** Begin **

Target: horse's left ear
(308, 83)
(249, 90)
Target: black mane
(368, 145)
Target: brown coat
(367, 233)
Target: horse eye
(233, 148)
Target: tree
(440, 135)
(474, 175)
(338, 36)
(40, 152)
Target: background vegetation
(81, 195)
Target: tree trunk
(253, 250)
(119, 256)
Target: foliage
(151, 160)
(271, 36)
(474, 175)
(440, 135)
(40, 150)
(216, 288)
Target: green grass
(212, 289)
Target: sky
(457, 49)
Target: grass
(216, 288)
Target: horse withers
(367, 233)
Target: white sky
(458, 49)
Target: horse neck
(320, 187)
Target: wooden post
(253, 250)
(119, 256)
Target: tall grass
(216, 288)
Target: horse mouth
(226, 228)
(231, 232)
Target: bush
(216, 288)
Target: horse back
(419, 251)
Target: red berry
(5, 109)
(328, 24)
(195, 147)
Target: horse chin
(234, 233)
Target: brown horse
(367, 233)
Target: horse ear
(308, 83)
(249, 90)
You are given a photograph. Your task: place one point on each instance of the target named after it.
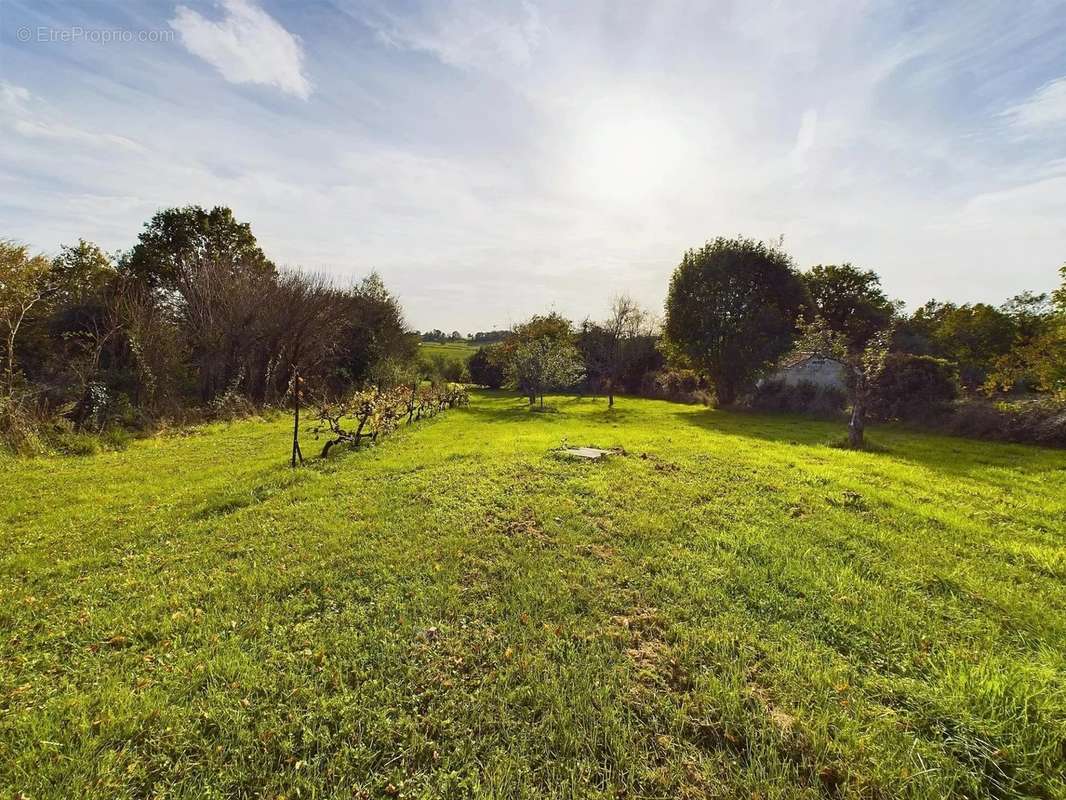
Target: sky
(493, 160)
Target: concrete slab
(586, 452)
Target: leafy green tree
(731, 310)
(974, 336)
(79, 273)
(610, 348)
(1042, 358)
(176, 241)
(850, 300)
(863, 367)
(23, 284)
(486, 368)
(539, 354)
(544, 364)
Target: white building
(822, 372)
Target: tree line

** End **

▶ _Exercise description_
Reproduce all of the material above line for line, without changing anything, and leave out the picture.

▶ _Completed task_
Target: horse's left ear
(308, 83)
(249, 90)
Target: black mane
(368, 145)
Target: brown coat
(367, 233)
Target: horse eye
(233, 148)
Target: tree
(440, 135)
(474, 175)
(338, 36)
(40, 152)
Target: background vegetation
(81, 195)
Target: tree trunk
(253, 250)
(119, 256)
Target: foliage
(151, 160)
(271, 36)
(474, 175)
(440, 135)
(40, 150)
(216, 288)
Target: green grass
(212, 289)
Target: sky
(457, 49)
Target: grass
(216, 288)
Target: horse withers
(367, 233)
Target: white sky
(458, 49)
Target: horse neck
(320, 187)
Target: wooden post
(253, 250)
(119, 256)
Target: tall grass
(216, 288)
Target: horse mouth
(226, 228)
(231, 232)
Target: bush
(216, 288)
Target: horse back
(419, 251)
Target: red berry
(5, 109)
(328, 24)
(195, 147)
Target: horse chin
(234, 233)
Target: brown horse
(367, 233)
Target: horse ear
(308, 83)
(249, 90)
You are given a photograph. Your task: place one point on each instance of the target named after it.
Target: sky
(493, 160)
Target: concrete slab
(586, 452)
Target: leafy green tree
(731, 310)
(974, 336)
(79, 273)
(610, 348)
(1042, 358)
(176, 241)
(850, 300)
(863, 367)
(23, 284)
(486, 368)
(539, 354)
(544, 364)
Target: white building
(822, 372)
Target: tree line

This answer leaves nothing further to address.